**Problem to solve:** Please arrange the data below as a JSON list of strings, with one string for each line and blank lines left out. Begin at the start of the data and stop after the line that contains "x=359 y=353".

---------- Data entries ----------

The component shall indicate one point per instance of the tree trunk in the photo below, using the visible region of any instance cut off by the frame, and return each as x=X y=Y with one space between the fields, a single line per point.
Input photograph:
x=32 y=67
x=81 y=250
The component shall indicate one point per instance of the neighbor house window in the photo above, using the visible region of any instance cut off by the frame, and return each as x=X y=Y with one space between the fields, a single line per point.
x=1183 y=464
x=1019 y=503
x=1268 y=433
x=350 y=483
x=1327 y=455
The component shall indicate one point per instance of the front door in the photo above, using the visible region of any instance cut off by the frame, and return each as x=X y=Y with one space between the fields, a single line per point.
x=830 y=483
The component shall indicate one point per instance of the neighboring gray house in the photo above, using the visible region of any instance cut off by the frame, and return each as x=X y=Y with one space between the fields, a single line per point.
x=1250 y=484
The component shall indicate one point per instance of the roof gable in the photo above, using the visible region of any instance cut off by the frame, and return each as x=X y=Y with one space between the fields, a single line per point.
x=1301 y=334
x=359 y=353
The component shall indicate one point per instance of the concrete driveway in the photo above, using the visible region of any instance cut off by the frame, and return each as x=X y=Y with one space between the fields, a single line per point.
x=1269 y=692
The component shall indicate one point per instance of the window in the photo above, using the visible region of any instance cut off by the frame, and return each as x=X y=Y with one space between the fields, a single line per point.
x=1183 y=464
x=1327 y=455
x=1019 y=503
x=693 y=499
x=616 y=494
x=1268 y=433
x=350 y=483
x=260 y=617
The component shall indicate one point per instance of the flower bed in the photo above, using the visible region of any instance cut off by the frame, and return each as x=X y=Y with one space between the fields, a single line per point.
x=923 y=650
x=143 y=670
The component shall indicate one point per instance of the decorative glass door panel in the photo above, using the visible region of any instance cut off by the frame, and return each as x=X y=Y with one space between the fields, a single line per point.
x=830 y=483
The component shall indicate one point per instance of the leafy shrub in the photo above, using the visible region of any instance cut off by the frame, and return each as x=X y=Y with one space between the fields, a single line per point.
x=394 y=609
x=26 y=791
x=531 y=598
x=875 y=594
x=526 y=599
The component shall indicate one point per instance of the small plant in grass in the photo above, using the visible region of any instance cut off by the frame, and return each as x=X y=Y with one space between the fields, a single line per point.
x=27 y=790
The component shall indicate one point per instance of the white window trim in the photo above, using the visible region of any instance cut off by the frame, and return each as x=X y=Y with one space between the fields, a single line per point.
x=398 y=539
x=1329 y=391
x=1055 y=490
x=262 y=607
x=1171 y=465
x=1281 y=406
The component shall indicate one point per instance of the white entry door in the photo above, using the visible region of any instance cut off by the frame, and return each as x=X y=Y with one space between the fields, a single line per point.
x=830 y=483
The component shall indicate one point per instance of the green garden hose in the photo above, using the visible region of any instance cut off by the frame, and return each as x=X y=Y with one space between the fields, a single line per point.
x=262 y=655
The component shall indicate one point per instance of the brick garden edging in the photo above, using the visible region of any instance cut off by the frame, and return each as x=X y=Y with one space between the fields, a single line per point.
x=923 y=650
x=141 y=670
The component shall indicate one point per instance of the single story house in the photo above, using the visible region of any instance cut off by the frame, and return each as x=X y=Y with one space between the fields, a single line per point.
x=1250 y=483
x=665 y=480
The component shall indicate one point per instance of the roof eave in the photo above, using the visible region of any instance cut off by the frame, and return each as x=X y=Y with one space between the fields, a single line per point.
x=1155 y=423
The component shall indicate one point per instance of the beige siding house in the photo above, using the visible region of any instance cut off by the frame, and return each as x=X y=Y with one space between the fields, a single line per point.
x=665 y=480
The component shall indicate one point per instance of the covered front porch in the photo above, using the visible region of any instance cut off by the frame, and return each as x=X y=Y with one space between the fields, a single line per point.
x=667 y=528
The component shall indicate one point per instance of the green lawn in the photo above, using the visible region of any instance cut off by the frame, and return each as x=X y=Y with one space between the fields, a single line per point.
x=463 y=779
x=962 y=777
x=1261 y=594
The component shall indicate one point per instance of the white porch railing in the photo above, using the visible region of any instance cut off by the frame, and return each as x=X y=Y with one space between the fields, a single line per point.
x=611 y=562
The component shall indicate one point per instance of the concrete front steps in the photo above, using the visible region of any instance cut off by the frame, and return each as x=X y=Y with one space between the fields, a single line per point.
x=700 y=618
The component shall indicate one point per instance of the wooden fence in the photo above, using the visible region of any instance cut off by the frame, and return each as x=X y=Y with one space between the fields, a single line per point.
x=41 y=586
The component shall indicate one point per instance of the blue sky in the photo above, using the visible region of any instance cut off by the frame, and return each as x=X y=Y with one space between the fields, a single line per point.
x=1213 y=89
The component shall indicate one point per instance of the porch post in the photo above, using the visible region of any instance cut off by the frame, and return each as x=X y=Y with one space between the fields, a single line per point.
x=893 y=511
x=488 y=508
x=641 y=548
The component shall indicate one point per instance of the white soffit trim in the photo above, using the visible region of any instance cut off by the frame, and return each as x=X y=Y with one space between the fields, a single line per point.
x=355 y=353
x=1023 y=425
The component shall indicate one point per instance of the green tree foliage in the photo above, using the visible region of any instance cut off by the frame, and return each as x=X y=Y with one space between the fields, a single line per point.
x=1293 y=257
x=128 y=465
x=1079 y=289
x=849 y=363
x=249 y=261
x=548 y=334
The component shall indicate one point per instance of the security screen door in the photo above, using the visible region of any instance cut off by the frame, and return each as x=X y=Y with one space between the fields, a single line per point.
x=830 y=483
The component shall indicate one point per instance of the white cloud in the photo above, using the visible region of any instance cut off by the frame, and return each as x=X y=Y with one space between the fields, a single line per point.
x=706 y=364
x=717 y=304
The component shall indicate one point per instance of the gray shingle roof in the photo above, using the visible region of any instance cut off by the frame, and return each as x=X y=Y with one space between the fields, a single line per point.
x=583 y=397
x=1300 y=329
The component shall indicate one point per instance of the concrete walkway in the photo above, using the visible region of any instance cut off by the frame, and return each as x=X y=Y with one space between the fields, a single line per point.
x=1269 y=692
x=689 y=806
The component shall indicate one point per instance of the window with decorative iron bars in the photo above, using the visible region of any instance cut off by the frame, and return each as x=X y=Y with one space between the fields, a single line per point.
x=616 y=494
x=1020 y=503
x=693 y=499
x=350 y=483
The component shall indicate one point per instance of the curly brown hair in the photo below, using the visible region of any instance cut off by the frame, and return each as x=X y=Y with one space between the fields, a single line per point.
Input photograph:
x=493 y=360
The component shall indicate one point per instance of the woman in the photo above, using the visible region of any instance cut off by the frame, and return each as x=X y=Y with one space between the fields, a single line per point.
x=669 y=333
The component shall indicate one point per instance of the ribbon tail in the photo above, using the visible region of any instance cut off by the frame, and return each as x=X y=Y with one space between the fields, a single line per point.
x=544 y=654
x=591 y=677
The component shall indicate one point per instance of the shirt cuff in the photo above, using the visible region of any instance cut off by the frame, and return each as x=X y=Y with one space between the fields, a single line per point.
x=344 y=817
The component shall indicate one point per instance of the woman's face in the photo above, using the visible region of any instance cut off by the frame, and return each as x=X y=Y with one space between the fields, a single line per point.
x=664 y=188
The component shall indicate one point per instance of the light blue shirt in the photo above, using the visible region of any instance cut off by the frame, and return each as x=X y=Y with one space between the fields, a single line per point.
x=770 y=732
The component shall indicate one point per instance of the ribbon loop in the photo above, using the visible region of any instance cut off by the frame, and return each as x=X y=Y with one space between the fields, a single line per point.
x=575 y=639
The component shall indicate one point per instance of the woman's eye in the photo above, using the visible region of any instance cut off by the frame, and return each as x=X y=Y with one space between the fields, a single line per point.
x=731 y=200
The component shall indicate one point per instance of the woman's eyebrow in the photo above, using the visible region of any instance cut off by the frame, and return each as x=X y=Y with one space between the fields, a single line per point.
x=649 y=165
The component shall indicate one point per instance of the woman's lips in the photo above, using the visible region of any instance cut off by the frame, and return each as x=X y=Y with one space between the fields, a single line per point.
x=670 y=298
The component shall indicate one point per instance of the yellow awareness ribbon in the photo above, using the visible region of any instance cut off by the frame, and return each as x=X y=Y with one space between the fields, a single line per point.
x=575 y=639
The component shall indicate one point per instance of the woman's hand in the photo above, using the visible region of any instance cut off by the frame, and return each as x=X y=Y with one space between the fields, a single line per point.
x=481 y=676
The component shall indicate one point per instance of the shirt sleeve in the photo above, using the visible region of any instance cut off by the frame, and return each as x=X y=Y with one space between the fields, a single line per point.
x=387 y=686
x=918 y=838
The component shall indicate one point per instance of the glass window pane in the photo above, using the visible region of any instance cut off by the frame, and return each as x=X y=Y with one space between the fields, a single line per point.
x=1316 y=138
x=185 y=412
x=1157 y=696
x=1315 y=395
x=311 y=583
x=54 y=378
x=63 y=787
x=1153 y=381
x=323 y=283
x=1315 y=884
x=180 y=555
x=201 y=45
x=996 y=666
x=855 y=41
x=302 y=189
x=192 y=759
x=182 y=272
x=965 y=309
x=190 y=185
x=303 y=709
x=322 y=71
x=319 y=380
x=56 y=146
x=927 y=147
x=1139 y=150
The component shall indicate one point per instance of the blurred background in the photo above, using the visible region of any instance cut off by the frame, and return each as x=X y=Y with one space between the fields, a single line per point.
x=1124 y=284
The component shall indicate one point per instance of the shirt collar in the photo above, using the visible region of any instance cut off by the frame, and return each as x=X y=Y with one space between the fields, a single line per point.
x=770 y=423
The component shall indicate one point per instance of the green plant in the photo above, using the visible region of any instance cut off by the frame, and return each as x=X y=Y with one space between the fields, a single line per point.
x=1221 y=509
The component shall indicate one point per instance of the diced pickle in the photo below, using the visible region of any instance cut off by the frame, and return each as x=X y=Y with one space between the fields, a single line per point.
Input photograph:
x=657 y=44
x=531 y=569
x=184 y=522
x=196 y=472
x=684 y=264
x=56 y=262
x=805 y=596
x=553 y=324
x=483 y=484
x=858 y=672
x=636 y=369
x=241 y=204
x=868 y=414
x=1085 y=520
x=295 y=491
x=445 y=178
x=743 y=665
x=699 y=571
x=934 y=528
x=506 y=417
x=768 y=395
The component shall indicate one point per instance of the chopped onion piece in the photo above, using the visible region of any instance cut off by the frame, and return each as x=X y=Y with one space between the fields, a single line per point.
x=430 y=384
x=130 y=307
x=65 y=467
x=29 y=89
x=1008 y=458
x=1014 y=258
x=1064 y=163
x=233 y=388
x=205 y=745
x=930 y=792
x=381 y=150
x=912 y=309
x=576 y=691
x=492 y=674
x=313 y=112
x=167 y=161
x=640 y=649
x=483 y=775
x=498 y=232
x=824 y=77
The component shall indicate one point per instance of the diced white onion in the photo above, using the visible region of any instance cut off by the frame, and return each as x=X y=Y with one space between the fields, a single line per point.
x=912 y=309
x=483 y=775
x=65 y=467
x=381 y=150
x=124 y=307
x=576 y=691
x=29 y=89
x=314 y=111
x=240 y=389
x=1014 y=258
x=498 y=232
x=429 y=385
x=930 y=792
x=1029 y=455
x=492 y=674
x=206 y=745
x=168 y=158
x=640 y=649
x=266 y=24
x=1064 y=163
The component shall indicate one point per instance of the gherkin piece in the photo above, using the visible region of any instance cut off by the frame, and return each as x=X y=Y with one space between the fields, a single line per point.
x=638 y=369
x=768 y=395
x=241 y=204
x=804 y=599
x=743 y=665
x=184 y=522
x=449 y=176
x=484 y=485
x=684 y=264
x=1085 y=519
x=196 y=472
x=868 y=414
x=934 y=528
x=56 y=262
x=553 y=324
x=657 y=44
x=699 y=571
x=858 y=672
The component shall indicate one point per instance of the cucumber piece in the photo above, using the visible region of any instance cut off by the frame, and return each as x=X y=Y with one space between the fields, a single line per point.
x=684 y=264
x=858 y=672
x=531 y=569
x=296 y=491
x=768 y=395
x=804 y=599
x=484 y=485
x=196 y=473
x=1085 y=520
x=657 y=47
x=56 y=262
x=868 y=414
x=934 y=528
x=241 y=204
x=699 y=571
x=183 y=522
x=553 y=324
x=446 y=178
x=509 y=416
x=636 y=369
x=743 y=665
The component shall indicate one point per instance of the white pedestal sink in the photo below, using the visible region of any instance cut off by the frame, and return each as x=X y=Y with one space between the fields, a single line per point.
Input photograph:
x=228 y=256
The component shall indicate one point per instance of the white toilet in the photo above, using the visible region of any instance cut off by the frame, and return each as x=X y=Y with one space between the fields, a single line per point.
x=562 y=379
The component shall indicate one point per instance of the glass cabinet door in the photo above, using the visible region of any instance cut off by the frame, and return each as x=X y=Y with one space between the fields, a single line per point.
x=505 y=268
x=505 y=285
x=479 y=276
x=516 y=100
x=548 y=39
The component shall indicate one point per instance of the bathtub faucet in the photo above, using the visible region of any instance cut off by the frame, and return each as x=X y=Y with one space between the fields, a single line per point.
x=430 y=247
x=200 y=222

----------

**Task response:**
[
  "The component shall indicate one point per instance of the tree trunk in the photo below, using the visible region of any instance cut off by the frame, and return each as x=X y=Y with one space between the fields, a single line per point.",
  "Input photograph:",
  "x=32 y=67",
  "x=81 y=250",
  "The component shall indicate one point per instance of the neighbor house window in the photo above, using the visible region of any instance cut off by the frame, and return each as x=X y=Y with one space between the fields, a single line per point.",
  "x=1183 y=464",
  "x=1019 y=503",
  "x=1268 y=433",
  "x=350 y=483",
  "x=1327 y=455",
  "The component shall indicate one point per instance of the front door in the photo above, using the visible region of any instance cut off by the frame, and return each as x=X y=Y with one space between the fields, a single line per point.",
  "x=830 y=483",
  "The component shall indicate one point per instance of the neighboring gray house in the photo above, using the visible region of any instance cut off by the frame, and return each as x=X y=Y with one space between the fields, a single line per point.",
  "x=1250 y=484",
  "The component shall indicate one point per instance of the roof gable in the photo above, using the visible region of any instance cut off by the frame, and return each as x=X y=Y with one space between the fields, a single line per point.",
  "x=1301 y=334",
  "x=359 y=353"
]